§ **Activity list**
a - Answer these questions about the interview on 3D stacked dies:
(i) Where does Rajendiran say 3D stacking will first really be adopted?
(ii) What three things did Brock say Virage had?
(iii) According to McCanny, what do you get when you put all these blocks together?
b - Pick up the interview on 3D stacked dies after its final remark and carry it on.

§ **Passage for review**
=-=-=-=-=
LPE: How much of the content changes in a 3D stacked die and does it come from more or fewer vendors?
Rajendiran: The first place it will really be adopted is in the memory space. The industry is waiting for some standardization of the interface from companies like Micron. Once that happens it’s really going to take off. Meanwhile, whether it is TSV-based or SiP-based, the inventory management issues are the same. We have a customer looking at the SiP package, bringing their die and their partner’s die and we’re putting them together.
Brock: We’re still putting everything together, the foundation IP with memories and high-speed interfaces. We have an analog component, processor component, cells and MDM, so the natural outbreak is to come up with IP subsystems. If a company needs an analog front end for a high-definition TV, we have all this stuff that can go into that. That’s going to be the natural outgrowth of collaboration. At Virage we had a processor, memory and logic, which is what you need to build a core. You can characterize that, add some software stacks and you can start growing them. But you also have to be very cautious about how you build those. You have to be sure there’s a market.
McCanny: When you put all these blocks together you get one big block.
=-=-=-=-=
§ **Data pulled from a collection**
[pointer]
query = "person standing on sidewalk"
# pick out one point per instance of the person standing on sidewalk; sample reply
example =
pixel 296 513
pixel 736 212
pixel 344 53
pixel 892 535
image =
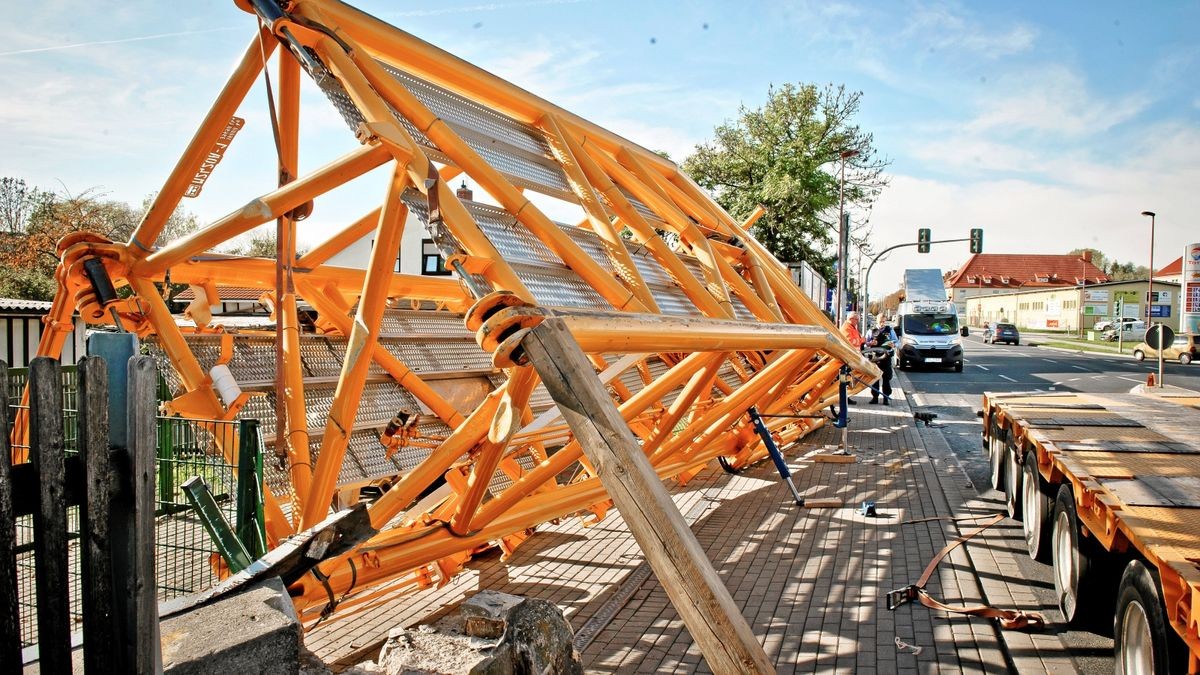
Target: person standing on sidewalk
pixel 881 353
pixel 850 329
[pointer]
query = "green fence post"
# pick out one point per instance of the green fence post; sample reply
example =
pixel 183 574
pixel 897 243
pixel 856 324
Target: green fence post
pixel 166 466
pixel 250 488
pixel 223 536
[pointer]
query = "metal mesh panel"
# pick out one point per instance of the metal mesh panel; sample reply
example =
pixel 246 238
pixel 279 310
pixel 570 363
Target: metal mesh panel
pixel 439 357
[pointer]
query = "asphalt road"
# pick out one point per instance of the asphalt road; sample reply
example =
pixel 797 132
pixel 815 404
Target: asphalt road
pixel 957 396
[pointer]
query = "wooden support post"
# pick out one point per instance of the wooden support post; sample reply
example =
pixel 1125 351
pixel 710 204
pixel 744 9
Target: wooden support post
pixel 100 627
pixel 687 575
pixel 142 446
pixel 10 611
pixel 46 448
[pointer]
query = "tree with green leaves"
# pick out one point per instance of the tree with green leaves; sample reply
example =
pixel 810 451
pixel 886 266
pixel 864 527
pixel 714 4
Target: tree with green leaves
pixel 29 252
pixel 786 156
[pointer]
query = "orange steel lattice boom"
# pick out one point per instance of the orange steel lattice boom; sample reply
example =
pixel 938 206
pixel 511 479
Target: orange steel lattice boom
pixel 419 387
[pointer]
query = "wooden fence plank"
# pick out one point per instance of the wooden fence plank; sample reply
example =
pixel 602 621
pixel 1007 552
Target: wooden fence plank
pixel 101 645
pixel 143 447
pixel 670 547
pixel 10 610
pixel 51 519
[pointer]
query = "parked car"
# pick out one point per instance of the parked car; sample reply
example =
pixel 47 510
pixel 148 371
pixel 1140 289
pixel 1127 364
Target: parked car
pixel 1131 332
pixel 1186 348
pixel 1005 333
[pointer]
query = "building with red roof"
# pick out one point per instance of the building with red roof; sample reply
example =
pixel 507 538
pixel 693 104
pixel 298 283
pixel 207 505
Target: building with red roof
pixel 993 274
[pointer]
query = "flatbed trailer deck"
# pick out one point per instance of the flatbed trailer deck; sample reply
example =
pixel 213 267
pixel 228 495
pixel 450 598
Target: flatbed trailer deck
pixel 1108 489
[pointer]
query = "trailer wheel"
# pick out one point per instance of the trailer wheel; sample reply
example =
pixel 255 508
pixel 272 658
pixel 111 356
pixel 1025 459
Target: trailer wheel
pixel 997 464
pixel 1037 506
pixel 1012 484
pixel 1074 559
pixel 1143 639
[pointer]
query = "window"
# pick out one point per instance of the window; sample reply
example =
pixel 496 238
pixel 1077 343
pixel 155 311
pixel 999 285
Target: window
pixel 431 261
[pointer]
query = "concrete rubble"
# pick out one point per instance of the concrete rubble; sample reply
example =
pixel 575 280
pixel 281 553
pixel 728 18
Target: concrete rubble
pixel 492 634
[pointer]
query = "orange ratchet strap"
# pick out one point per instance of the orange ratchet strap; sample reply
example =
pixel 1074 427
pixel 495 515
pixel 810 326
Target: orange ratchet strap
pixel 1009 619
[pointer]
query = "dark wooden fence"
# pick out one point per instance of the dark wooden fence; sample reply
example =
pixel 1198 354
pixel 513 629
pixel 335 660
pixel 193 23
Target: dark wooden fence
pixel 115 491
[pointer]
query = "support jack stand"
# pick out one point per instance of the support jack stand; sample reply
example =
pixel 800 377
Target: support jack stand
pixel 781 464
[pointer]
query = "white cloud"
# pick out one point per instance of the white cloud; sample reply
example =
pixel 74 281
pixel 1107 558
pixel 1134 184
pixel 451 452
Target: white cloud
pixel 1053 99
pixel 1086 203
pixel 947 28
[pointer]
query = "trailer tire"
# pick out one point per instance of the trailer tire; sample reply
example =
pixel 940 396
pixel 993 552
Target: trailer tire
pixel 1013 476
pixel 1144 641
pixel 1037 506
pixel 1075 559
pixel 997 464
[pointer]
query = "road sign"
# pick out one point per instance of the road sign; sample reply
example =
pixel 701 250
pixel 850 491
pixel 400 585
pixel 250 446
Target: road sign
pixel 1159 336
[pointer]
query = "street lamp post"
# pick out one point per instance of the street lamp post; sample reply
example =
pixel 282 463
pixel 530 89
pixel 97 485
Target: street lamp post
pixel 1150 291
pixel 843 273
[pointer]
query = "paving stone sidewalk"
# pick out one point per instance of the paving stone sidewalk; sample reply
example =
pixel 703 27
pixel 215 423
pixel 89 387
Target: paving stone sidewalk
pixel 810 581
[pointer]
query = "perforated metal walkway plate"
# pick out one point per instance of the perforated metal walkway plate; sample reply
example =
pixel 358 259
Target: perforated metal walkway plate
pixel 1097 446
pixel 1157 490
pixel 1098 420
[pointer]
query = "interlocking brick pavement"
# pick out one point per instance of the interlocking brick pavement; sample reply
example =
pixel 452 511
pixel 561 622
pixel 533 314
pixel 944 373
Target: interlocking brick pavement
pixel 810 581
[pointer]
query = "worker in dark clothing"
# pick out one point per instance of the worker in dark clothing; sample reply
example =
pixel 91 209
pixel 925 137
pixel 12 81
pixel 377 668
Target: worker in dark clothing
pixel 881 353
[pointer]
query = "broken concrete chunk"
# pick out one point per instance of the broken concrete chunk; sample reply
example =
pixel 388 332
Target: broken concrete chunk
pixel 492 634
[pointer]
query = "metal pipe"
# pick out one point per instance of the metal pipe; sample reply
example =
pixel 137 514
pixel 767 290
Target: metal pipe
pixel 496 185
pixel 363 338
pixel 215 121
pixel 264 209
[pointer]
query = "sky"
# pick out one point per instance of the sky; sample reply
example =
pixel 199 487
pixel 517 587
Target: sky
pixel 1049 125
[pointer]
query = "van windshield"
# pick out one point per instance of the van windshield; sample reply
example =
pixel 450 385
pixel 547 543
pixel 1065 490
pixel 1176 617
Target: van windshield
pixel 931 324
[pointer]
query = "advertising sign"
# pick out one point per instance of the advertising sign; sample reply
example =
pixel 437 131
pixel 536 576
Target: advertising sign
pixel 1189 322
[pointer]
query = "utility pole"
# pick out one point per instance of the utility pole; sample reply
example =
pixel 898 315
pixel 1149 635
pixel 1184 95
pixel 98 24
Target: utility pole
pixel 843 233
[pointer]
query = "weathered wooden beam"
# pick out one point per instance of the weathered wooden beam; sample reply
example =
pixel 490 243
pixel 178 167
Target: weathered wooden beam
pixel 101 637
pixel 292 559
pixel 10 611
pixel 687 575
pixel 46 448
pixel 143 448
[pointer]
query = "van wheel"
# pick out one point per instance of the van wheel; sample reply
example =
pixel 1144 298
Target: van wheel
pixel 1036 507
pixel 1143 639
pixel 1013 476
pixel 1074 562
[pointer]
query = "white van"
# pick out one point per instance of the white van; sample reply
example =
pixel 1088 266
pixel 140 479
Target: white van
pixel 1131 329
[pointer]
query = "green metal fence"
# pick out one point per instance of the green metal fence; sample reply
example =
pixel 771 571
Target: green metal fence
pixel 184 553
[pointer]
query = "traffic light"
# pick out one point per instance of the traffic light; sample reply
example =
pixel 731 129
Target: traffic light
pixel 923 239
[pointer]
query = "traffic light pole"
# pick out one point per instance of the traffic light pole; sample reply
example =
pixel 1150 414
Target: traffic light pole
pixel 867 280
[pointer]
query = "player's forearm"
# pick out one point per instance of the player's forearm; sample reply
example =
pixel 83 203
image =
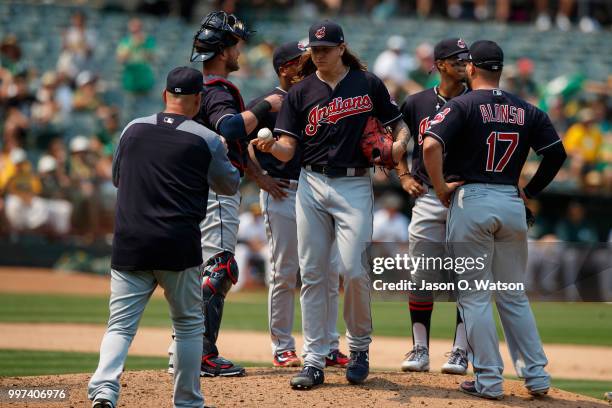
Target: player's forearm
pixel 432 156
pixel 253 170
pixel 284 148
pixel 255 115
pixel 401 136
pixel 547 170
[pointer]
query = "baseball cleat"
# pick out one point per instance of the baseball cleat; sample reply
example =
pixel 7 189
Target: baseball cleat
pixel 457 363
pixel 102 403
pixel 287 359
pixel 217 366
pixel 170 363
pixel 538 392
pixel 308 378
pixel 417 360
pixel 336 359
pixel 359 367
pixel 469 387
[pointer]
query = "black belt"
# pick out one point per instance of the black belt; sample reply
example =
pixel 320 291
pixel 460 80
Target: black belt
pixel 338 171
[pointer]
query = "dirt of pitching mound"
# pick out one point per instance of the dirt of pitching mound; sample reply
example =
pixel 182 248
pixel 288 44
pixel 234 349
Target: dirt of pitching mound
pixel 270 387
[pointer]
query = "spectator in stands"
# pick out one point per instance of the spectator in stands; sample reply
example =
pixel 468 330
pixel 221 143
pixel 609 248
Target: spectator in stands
=-=-=-=-=
§ **Exercise answers**
a -
(i) In the memory space.
(ii) A processor, memory and logic.
(iii) One big block.

b -
Brock: Or a collection of blocks that can be, ‘Slot A, tab B.’
Gianfagna: The derivatives are a good argument for an IP company being part of an EDA company. You have to have the ability to do customization. A large EDA company can do that. A small IP company cannot. You need infrastructure to do that right.
Brock: There are places for small IP companies. Most of them started as design services companies.
Rajendiran: And most of them still are design services companies. If you look at the IP industry the biggest one is ARM, the next biggest is Synopsys, and after that it’s MIPS. After that, I can’t think of who’s fourth. On the one hand, everyone is a design services company. When this began the only master they served was an OEM company. When it became a completely open market one design served 100,000 companies, so you had 100,000 masters. The IP industry takes the easy way out by remaining small.
Brock: But there are a lot of unique collaborations going on.

LPE: Don’t all the fabless companies become IP companies?
Gianfagna: Is it IP aggregator or creator?
Rajendiran: They do create their own IP that becomes part of the chip.
McCanny: Over time, will the small guys wither away? Will end companies still use the IP from these companies if the IP isn’t completely validated?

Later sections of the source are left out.